Start

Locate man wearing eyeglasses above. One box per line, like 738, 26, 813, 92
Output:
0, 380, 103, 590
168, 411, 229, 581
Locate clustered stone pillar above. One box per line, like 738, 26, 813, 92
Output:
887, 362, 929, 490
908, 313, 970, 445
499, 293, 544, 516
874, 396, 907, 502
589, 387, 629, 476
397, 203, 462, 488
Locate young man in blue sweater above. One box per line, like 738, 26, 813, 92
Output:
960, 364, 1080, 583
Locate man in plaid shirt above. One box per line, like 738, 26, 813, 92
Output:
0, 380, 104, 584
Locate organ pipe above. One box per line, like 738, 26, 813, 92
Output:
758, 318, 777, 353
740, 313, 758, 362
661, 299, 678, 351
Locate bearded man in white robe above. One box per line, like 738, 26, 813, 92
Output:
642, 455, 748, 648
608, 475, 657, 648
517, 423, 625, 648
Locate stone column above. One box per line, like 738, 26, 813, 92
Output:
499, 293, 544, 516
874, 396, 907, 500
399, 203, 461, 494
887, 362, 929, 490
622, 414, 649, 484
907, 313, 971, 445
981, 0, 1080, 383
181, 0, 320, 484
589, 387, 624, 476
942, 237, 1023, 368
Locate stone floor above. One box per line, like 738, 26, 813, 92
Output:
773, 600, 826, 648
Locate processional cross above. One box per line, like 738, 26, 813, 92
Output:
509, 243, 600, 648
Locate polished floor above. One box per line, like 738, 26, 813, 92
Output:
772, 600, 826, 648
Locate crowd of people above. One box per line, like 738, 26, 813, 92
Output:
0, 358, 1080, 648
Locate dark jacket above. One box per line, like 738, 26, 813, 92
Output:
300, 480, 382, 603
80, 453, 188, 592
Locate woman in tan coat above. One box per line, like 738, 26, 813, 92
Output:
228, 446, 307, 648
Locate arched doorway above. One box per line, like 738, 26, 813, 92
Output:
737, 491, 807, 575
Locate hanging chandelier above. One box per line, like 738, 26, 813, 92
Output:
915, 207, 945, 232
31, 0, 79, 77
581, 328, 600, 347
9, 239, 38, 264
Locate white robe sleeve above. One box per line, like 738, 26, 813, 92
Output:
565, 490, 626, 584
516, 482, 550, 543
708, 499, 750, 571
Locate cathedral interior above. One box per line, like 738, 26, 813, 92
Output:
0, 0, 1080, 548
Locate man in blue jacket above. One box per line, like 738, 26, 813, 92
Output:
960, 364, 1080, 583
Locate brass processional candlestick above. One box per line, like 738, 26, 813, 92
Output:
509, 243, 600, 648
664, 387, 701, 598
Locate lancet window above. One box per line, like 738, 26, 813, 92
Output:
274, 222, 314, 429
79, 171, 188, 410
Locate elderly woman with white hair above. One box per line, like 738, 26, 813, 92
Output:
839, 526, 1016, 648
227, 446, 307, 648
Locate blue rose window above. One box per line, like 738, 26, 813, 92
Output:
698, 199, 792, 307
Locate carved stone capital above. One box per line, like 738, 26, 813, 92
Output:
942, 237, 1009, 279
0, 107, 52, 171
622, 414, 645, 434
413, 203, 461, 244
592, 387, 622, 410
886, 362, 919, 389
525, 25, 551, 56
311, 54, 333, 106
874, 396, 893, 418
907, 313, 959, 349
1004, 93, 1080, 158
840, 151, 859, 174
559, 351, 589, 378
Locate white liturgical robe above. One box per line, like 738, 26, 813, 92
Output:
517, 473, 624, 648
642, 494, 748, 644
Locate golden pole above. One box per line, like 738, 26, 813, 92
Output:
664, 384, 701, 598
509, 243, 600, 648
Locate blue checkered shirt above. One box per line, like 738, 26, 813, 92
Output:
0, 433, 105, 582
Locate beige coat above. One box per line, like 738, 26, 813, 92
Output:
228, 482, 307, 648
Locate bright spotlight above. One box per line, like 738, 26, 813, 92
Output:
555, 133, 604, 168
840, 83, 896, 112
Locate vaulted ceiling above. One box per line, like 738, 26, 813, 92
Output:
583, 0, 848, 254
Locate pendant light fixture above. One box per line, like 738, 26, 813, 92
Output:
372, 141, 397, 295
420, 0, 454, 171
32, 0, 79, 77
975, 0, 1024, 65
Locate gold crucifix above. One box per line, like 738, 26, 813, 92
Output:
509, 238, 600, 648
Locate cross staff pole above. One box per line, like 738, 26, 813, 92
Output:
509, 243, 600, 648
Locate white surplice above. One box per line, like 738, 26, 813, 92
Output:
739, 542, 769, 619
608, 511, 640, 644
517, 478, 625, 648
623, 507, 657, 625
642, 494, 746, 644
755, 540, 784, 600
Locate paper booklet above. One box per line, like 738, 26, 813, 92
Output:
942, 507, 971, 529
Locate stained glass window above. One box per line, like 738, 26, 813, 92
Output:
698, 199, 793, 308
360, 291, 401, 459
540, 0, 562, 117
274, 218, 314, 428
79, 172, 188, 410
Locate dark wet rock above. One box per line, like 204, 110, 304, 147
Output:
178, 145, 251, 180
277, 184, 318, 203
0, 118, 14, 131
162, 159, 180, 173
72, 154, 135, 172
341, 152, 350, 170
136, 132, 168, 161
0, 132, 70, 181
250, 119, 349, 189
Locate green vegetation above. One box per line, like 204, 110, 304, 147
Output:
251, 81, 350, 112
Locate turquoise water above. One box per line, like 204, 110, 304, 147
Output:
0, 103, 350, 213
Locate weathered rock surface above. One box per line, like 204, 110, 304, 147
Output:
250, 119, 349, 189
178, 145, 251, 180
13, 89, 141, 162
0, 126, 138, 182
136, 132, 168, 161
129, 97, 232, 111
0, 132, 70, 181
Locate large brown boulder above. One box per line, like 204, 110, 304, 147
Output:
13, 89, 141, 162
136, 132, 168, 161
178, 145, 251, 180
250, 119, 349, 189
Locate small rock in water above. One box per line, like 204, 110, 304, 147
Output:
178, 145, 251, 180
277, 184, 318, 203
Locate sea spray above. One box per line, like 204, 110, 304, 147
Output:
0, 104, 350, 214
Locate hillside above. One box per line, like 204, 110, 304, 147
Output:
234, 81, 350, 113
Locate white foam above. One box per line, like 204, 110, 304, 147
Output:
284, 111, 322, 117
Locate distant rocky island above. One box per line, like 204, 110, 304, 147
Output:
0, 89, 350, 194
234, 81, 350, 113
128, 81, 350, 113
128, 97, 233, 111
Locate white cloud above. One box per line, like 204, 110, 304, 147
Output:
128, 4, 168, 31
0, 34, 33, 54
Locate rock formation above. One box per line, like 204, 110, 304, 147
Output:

End

Update the data above so that every occurrence of "One box per line" reads "One box on each line", and leave every other line and character as it stands.

**Full response**
Locate man wearing eyeglasses above. One box on each line, like 738, 26, 813, 92
Output:
0, 380, 103, 590
168, 411, 229, 581
Locate clustered stone pillar above. One box on each line, like 738, 26, 813, 92
Output:
887, 362, 929, 490
908, 313, 970, 445
499, 293, 544, 516
874, 396, 907, 502
589, 387, 629, 476
397, 203, 462, 488
Locate young man in blue sweater above. One box on each line, like 738, 26, 813, 92
Output:
960, 364, 1080, 583
Locate man in plaid shirt above. One box on each line, like 738, 26, 813, 92
Output:
0, 380, 104, 584
Locate organ pipe above. One box on each line, like 738, 26, 813, 92
Output:
758, 318, 777, 353
740, 313, 758, 362
661, 299, 678, 351
Locate bearded man in white robe above. One box on each line, like 738, 26, 813, 92
Output:
642, 455, 748, 648
608, 475, 657, 648
517, 423, 625, 648
Locate stone column above. One box on each line, like 738, 26, 813, 92
Output:
499, 293, 544, 516
874, 396, 907, 500
399, 203, 461, 494
887, 362, 929, 490
622, 414, 649, 484
907, 313, 971, 445
981, 0, 1080, 383
181, 0, 320, 484
589, 387, 624, 476
942, 237, 1023, 368
Locate stone floor above. One box on each line, like 738, 26, 813, 92
Output:
773, 600, 826, 648
Locate processional cross above. One box on each line, like 738, 26, 813, 92
Output:
509, 243, 600, 648
Locate polished floor above. One box on each line, like 738, 26, 813, 92
Output:
772, 600, 826, 648
Locate crowd of people above. One box on each line, like 738, 26, 813, 92
Output:
0, 358, 1080, 648
Locate dark jacket above. One box on each line, like 738, 26, 813, 92
Output:
300, 480, 382, 603
80, 453, 188, 592
Locate woman in tan coat above. One box on each line, like 738, 26, 813, 92
Output:
228, 446, 307, 648
Locate arched doorway above. One box on each line, like 738, 26, 813, 92
Output:
737, 491, 807, 575
Locate hanging chandelier above. One box on each line, like 738, 26, 813, 92
Output:
915, 207, 945, 232
31, 0, 79, 77
581, 328, 600, 347
9, 239, 38, 264
Locate white robe sleeve above. One box on each line, like 738, 26, 813, 92
Output:
565, 490, 626, 584
516, 482, 550, 543
708, 499, 750, 571
Locate cathedral interior above. One box on each line, like 738, 26, 813, 92
Output:
0, 0, 1080, 548
Locate man in blue jacket above. One box on each line, like 738, 26, 813, 92
Output:
960, 364, 1080, 583
Locate brass processional candlestick above. One box on each line, like 738, 26, 813, 92
Output:
509, 243, 600, 648
664, 387, 701, 598
Locate lancet window above. One box on each line, like 738, 26, 813, 92
Output:
274, 222, 314, 429
79, 171, 188, 410
Locate elderly woman with white hair above. One box on each line, like 738, 26, 813, 92
Output:
839, 526, 1016, 648
227, 446, 307, 648
Locate blue rose window above. One box on each line, like 738, 26, 813, 92
Output:
698, 199, 792, 307
Locate carved stone capital above. One box on each line, like 738, 26, 813, 92
Output:
942, 237, 1009, 279
0, 107, 52, 171
622, 414, 645, 434
413, 203, 461, 244
592, 387, 622, 410
886, 362, 919, 389
525, 25, 551, 56
311, 54, 333, 106
874, 396, 893, 418
907, 313, 959, 349
1004, 93, 1080, 158
840, 151, 859, 174
559, 351, 589, 378
Locate white liturgical robe above. One box on each line, like 738, 26, 813, 92
Output:
517, 473, 624, 648
642, 494, 748, 644
Locate golden pole above. One box on each line, like 738, 26, 813, 92
Output:
664, 384, 701, 598
509, 243, 600, 648
Locate blue checkered shirt above. One box on each line, like 738, 26, 813, 92
Output:
0, 433, 105, 582
Locate beige coat above. One box on each line, like 738, 26, 813, 92
Output:
228, 482, 307, 648
Locate bright spotlight above. One box on each line, like 738, 26, 813, 92
Output:
555, 133, 604, 168
840, 83, 896, 112
Locate vaulted ceiling above. One box on each line, like 738, 26, 813, 92
Output:
583, 0, 848, 254
Locate pendant light fixture above. One box on each line, like 738, 26, 813, 92
Output:
372, 141, 397, 295
420, 0, 454, 171
32, 0, 79, 77
975, 0, 1024, 65
Locate gold crucifix above. One box on each line, like 738, 26, 813, 92
Output:
509, 238, 600, 648
Locate cross staff pole above. One box on each line, like 738, 26, 813, 92
Output:
509, 243, 600, 648
Locate white surplice above. One box on each line, like 738, 26, 813, 92
Output:
739, 542, 769, 619
608, 511, 640, 644
517, 478, 625, 648
623, 507, 657, 625
642, 494, 746, 644
755, 540, 784, 600
Locate paper booklet above. One box on each line, like 738, 26, 813, 92
Output:
942, 507, 971, 529
Locate stained glass window above. One box on each line, like 738, 26, 813, 92
Output:
698, 199, 793, 308
360, 291, 401, 459
540, 0, 562, 117
274, 218, 314, 428
79, 172, 188, 410
Locate dark wet rock above. One box on each line, like 204, 110, 304, 147
Output:
178, 145, 251, 180
277, 184, 318, 203
0, 118, 14, 131
162, 159, 180, 173
72, 154, 135, 172
341, 152, 350, 170
136, 132, 168, 161
0, 132, 70, 181
250, 119, 349, 189
Locate green vegetation above. One box on each line, like 204, 110, 304, 147
Output:
251, 81, 350, 112
Locate turquoise water above. One box on each line, like 204, 110, 304, 147
Output:
0, 103, 350, 213
Locate weathered rock surface above. One box on each line, like 204, 110, 304, 147
Output:
250, 119, 349, 189
178, 145, 251, 180
13, 89, 141, 162
0, 126, 138, 182
136, 132, 168, 161
129, 97, 232, 111
0, 132, 70, 181
Locate large brown boulder above. One box on each line, like 204, 110, 304, 147
Output:
13, 89, 141, 162
136, 132, 168, 161
178, 145, 251, 180
250, 119, 349, 189
Locate small rock in water above. One box on each line, like 204, 110, 304, 147
Output:
178, 145, 251, 180
277, 184, 318, 203
Locate sea spray above. One box on each line, like 204, 110, 304, 147
Output:
0, 104, 350, 214
Locate hillside above. One box on each line, like 204, 110, 304, 147
Output:
234, 81, 350, 113
Locate white foam above. One box on each line, like 204, 110, 304, 147
Output:
284, 111, 322, 117
Locate distant rocky island above. One box on each line, like 204, 110, 304, 147
Output:
0, 89, 350, 194
234, 81, 350, 113
128, 81, 350, 113
128, 97, 233, 111
Locate white cloud above. One box on each line, like 204, 110, 304, 147
Output:
128, 4, 168, 31
0, 34, 33, 54
Locate rock formation above. One box on each line, like 204, 110, 304, 147
Output:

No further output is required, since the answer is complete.